_TEXT PROVIDED_
::::::::

The semiconductor fab robotics segment appears to be very small currently. But we’d expect that to change. With the cost of semiconductors going up (inflation, tariffs, etc.), cost cutting to keep driving down the cost of product AND preserving margins will be key. We have no doubt Honeywell will ramp up its know-how in this department to capture some of the secular trend.

A chart showing Honeywell Automation's high-level financial characteristics before spin-off in 2026.

We’re hopeful that Honeywell’s breakup can work out well for shareholders, like GE’s final dissolution into three new stocks did last year. Flag Honeywell for further research, it could be really cheap if the spinoffs have the desired long-term effect. (Also, we’re flagging Honeywell’s Quantinuum quantum computing startup investment as well, as we are unclear which of the three new companies will own it, or if all three will own a stake in Quantinuum.)

A chart and table outlining Honeywell's key financial metrics and investment performance.

3. ABB (SWX:ABBN)

Speaking of spin-offs, our last stock will take us to Europe. ABB is one of those “robotics stocks” we called out as a top idea in years past. Now, in early 2026, ABB robotics will be a standalone business too. More industrial conglomerate breakups are underway, which we think is great news for investors.

ABB's announcement it will be spinning off its robotics division as a standalone stock.

ABB did another spin-off in 2022 that worked out really well. Accelleron Industries (SWX:ACLN) was mis-priced under the ABB umbrella, and shareholders have benefitted greatly since then.

ABB's announcement to spin off Acceleron in 2022.
A chart and table outlining Acceleron's key financial metrics and investment performance.

Could the new ABB robotics business do something similar once it begins publicly trading? It could. ABB is a leader in manufacturing cobots (we discussed those with a Lam Research (LRCX) update earlier this year: Value Chip Stock 2025 to Buy Now? Lam Research (LRCX)) and SCARA robots (“selective compliance assembly robot arm” or “selective compliance articulated robot arm”). Among them, “cleanroom” robots for use in sensitive areas like pharmaceuticals and chip fabs. Cobots and SCARAs are key ingredients in a chip fab AMHS.

A list of ABB robotics capabilities.

Similar to GE and Honeywell, ABB thinks making the robotics division independent could unlock growth and value for the business if it were free to blaze its own trail.

::::::::

_RAW DATA_
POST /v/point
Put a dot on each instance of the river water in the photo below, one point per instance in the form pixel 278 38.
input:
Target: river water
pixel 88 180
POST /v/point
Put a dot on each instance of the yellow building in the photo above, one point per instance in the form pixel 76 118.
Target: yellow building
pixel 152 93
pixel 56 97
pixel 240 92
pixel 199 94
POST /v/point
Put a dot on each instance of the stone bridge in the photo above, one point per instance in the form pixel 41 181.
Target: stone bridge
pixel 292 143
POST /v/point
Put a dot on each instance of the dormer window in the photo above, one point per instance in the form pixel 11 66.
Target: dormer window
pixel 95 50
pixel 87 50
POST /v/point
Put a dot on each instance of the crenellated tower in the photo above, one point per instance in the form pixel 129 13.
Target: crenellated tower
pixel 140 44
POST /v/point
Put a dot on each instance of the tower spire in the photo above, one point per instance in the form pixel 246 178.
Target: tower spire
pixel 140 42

::::::::

_EXERCISES TO COMPLETE_
**a.** How would you put this sentence from the passage on the Honeywell and ABB spin-offs into Spanish: "ABB did another spin-off in 2022 that worked out really well."?
**b.** Can you carry the passage on the Honeywell and ABB spin-offs further, starting right after its final sentence?

_SET OF ANSWERS_
**a.** ABB realizó otra escisión en 2022 que salió muy bien.

**b.**
Quotes from ABB's top management on the rationale for spinning off the robotics segment.

Side point, and a Nick pet-peeve, ABB seems to have no regard for the Oxford comma! Maybe Mr. Voser listened a lot to the first Vampire Weekend album…

ABB could have some attractive financial valuation metrics after a selloff, and so we’ll flag it again as a robotics stock idea – with the aim of getting your hands on the ABB robots stock early when it makes its debut this time in 2026. However, similar to Daifuku, bear in mind ABB trades in Switzerland, and reports in Swiss francs. Mind the currency conversion risk.

A chart and table outlining ABB's key financial metrics and investment performance.

Investing in fab robotics

In the meantime, if you want to invest in robotics for the long-term and forget about it, it really can be as simple as owning Nvidia and TSMC. Check out TSMC’s ROIC (return on invested capital) metric. For an industrialist and manufacturer, those are incredible numbers. The AMHS IP is no doubt a major reason why those ROIC figures exist as they do.

A chart and table outlining TSMC's key financial metrics and investment performance.

Additionally, we did the robotics stock update after Nvidia GTC and mentioned a handful of semiconductor stocks that will enable the robotics revolution – and turn a profit along the way! HUGE Nvidia Robot Revolution Update: Time to Invest Now?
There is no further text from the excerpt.